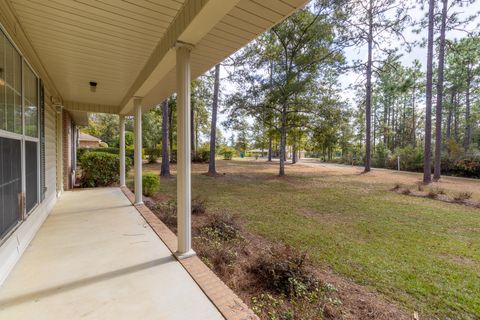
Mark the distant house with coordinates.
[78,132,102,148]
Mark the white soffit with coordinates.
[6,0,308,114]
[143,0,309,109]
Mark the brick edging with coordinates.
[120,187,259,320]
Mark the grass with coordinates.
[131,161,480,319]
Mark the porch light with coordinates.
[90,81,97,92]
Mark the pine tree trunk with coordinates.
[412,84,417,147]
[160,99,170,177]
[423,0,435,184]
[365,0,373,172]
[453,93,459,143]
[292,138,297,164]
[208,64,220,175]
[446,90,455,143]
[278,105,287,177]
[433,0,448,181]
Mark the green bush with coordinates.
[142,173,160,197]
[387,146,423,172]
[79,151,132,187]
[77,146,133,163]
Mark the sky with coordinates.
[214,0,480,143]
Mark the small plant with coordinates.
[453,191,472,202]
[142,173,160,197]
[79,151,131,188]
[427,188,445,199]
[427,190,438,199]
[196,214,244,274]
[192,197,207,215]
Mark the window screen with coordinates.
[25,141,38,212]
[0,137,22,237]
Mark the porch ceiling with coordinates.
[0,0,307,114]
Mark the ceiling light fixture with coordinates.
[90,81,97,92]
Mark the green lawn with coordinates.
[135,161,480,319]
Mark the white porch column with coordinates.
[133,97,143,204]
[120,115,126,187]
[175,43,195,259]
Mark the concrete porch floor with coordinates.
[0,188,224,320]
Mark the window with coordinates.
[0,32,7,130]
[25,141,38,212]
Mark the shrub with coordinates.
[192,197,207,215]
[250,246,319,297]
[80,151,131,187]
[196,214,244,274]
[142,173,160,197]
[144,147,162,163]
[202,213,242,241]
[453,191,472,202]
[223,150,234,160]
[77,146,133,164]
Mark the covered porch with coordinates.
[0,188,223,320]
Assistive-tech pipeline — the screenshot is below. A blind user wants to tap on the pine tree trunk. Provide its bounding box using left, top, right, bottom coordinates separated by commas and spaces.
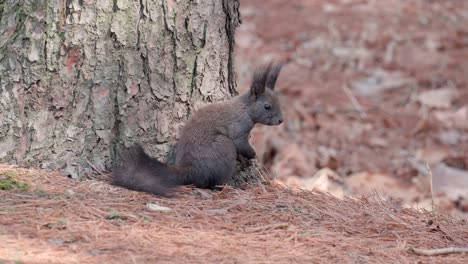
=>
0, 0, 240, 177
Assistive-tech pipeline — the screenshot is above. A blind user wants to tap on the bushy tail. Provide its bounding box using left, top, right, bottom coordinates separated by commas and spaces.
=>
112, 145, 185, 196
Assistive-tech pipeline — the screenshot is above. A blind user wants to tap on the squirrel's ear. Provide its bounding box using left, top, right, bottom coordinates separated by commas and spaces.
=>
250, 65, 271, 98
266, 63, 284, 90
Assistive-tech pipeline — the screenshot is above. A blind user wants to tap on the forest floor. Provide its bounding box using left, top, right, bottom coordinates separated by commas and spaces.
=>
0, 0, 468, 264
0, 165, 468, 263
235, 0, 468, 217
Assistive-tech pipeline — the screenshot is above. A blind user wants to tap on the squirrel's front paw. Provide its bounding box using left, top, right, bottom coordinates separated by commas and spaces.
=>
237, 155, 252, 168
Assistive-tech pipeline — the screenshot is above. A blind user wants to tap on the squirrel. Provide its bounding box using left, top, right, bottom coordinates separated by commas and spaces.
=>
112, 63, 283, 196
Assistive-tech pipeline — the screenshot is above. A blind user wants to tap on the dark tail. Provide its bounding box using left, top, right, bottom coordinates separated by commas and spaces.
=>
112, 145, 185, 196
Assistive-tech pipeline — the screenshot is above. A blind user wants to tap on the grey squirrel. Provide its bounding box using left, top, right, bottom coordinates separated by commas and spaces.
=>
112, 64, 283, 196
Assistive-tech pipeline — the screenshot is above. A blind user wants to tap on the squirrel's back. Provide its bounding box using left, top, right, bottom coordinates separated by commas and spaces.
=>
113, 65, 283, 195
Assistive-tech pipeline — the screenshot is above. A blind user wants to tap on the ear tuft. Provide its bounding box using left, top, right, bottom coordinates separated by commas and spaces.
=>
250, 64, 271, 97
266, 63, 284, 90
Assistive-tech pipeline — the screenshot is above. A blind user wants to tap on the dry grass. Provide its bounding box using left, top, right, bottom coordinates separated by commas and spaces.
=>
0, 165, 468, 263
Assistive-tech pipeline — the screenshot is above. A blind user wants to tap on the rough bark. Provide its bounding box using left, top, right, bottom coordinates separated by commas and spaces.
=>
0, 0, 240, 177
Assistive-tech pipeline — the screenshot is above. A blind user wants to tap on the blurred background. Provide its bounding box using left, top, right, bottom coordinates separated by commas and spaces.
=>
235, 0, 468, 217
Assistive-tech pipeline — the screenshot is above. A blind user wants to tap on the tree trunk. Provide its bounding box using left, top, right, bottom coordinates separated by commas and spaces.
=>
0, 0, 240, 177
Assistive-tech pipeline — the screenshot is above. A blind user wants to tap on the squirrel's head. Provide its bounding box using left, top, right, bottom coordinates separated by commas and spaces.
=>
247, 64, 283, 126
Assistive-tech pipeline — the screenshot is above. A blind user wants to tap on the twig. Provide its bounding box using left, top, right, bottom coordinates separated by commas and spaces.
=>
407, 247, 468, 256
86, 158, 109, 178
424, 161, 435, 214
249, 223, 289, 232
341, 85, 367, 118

- - - - -

Please count the lines in the listing that contain the word "white", matching case exactly, and reply with the number alone.

2